The records below:

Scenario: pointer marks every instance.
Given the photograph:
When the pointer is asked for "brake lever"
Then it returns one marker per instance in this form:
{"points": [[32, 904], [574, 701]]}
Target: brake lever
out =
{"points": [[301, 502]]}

End of The records.

*Your assignment*
Retype the entries word for word.

*Reply to the task*
Scenario: pointer marks every instance.
Given the photograph:
When the pointer is asked for "brake lever"
Then it returns one marker per instance in this form:
{"points": [[32, 904], [574, 701]]}
Target: brake lever
out =
{"points": [[301, 502]]}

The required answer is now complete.